Tbh, I find acknowledging her feelings nip things in the bud. Sometimes she needs a cuddle to help her through the intense and possibly scary big emotions.
When she hits, I say that it is sore and so I can't let her hit me. I ask her how she can touch me without hurting ( gentle pats, rubbing my face/arm/back etc) and give positive ( but not ott) reinforcement.
At this stage I believe she is testing to make sure the same thing happens. Eg, she drops a spoon, it falls. She drops a fork...oh look it falls too! And it's why she points to the same three things on a page over and over again to make sure I say the same thing each time.
Her favourite thing atm is emptying things out and putting them back in again. Has the potential to be v v annoying but shes learning something from it
and I'm getting 10 minutes to drink my coffee
Ok, thanks True... makes sense to combine the removal/distraction with a verbal instruction he might remember in a year, so I'll give that's try.

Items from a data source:
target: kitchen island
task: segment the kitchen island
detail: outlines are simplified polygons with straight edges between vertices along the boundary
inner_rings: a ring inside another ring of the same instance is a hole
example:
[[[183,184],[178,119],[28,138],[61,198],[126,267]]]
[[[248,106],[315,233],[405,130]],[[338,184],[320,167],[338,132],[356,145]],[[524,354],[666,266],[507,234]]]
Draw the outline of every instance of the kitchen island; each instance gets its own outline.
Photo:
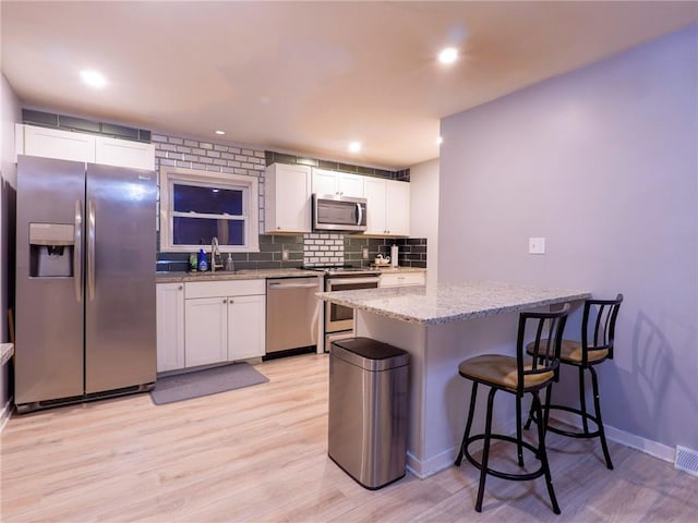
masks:
[[[462,437],[471,382],[458,375],[458,364],[482,353],[514,354],[520,311],[567,302],[578,308],[590,294],[469,281],[322,292],[317,296],[352,307],[357,336],[410,353],[407,464],[416,475],[426,477],[453,464]],[[484,396],[479,394],[479,401]],[[510,405],[498,404],[495,430],[514,431],[514,412],[513,401]],[[476,418],[474,430],[482,428],[482,417]]]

THE TASK:
Answer these questions about the text on toddler behavior.
1. What does the writer say to the child when she hits?
2. What is the child's favorite activity at the moment?
3. How many minutes does that activity give the writer to drink coffee?

RESULT OF THIS TASK:
1. That it is sore, so the writer can't let her hit.
2. Emptying things out and putting them back in again.
3. 10 minutes.